Excerpt —
WTO Uses AIDS Patients To Cover Up Development Round Failure
By making permanent the waiver adopted August 30th, 2003, WTO is blocking access to affordable medicines for countries with little or no production capacity. These countries will be denied the possibility of importing generic medications from countries with production capacity.
Moreover, by removing incentives for manufacturers,generic production of recent and future medicines (including the most needed second-line AIDS treatment) will be strongly discouraged.
Health experts worldwide have denounced the TRIPS amendment as a bad deal, which will cripple an effective response to public health needs. "How can a system that requires order-by-order, drug-by-drug, country-by-country procedures be seen as an improvement?" says Mauro Guarinieri, chair of the Global Network of People living with HIV and AIDS (GNP+).
Pascal Lamy, WTO Director-General, Peter Mandelson, EU Trade Commissioner, Rob Portman, US Trade Representative, and Harvey Bale, director of the International Federation of Pharmaceutical Manufacturers, all herald the TRIPS amendment as a great success, claiming it is proof of the WTO taking into account the needs of developing countries.
In reality the WTO's decision of December 6th introduces in the agreement a cumbersome and more restrictive mechanism than the already existing flexibilities. The amendment goes against the primacy of health over trade, a principle that was unanimously approved in Doha by the same WTO.
AIDS organizations worldwide denounce the hypocrisy and gross exploitation of people's needs and rights to health under the new agreement.
"Pascal Lamy and others wanted to make sure the issue was off the table before Hong Kong. And to use it to cover up the fact that the current talks a complete failure," says Wim Vandevelde, board member of the European AIDS Treatment Group.

Dataset items —
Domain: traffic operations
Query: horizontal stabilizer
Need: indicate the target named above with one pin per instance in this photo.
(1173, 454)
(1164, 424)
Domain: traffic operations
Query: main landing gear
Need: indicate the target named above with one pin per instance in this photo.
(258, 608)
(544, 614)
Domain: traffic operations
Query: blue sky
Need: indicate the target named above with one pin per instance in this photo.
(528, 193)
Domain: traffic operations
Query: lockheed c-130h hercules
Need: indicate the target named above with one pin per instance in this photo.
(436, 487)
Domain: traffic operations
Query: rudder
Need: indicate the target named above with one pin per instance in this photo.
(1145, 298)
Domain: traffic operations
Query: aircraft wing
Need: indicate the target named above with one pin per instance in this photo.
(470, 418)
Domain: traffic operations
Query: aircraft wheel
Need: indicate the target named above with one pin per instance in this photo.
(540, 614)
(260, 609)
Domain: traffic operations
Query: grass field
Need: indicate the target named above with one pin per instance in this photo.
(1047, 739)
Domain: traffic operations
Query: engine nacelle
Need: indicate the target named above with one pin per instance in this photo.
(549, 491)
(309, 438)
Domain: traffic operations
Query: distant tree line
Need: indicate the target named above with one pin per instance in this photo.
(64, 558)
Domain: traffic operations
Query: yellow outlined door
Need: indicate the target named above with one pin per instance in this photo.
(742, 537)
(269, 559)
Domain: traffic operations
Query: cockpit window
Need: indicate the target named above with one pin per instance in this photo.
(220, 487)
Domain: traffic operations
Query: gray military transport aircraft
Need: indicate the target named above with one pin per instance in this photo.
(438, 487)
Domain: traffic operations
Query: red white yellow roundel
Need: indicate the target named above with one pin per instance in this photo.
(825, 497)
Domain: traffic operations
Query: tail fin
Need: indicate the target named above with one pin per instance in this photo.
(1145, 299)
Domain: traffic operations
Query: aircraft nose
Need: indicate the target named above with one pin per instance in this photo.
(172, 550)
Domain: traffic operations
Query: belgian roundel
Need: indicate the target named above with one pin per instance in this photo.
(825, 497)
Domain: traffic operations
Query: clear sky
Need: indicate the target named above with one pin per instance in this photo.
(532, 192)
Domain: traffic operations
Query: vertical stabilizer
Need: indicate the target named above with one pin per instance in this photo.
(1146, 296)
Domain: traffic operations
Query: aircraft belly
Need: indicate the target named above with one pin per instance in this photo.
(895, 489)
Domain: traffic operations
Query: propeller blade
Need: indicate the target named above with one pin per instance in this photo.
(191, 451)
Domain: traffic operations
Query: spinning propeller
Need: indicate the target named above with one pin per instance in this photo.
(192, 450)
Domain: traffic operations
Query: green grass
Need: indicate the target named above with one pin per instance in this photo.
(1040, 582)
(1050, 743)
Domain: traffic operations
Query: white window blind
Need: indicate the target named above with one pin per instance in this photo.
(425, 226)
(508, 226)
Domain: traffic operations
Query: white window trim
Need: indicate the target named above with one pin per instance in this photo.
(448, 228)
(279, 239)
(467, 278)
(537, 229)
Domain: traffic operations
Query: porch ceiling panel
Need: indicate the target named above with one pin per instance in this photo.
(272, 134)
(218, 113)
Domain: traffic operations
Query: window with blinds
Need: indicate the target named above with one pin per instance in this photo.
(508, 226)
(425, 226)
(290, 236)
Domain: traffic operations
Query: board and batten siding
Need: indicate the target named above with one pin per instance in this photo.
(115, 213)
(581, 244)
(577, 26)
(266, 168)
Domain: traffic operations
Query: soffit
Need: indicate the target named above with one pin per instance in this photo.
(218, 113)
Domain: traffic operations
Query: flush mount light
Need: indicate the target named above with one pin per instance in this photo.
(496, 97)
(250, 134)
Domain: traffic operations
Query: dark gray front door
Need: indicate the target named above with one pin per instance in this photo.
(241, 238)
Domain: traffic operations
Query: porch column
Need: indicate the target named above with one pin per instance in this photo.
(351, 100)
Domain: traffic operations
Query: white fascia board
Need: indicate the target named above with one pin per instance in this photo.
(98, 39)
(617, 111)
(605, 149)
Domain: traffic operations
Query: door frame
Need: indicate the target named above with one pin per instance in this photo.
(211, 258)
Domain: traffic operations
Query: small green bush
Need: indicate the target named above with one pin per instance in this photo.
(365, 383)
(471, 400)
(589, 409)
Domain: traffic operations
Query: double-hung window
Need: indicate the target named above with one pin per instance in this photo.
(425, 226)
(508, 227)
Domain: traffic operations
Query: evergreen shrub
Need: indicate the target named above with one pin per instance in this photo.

What the task requires —
Pick up the article on the WTO's TRIPS amendment and AIDS medicines after its last sentence and keep writing it.

Answer area —
The countries endorsing this amendment include the same which committed to universal access to antiretrovirals by 2010. "What these countries are showing here is complete schizophrenia" says Guarinieri. "With this amendment they go against the grain of their earlier commitments. Moreover, some of them are also engaging in bilateral TRIPS+ negotiations, pushing for more restrictive provisions than those actually required by TRIPS."
"This is the same scenario we witnessed in Cancun where developing countries were caving in on health in the hope of getting benefits in other areas," says Khalil Elouardighi of ACT-UP Paris. "Benefits the developing countries never received."
WTO Members have until Dec. 1, 2007, to ratify the amendment by two thirds of its 149 members. This means that members still have the right to object and revoke this unfortunate, harmful and hasty decision.
AIDS organizations urge countries to make sure the primacy of health is not undermined by the current solution, to protect their citizens' legitimate aspiration to enjoy full access to life-saving medications, and to turn down a solution that only serves the interests of rich countries and of the pharmaceutical companies.